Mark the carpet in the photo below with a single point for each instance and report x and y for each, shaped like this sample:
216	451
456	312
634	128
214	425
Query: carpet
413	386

Problem statement - Give the records above again, word for word.

Exercise result -
Mark the carpet in the photo below with a single point for each instance and report x and y for each, shaped like this sample:
216	451
456	312
634	128
214	425
Query: carpet
413	386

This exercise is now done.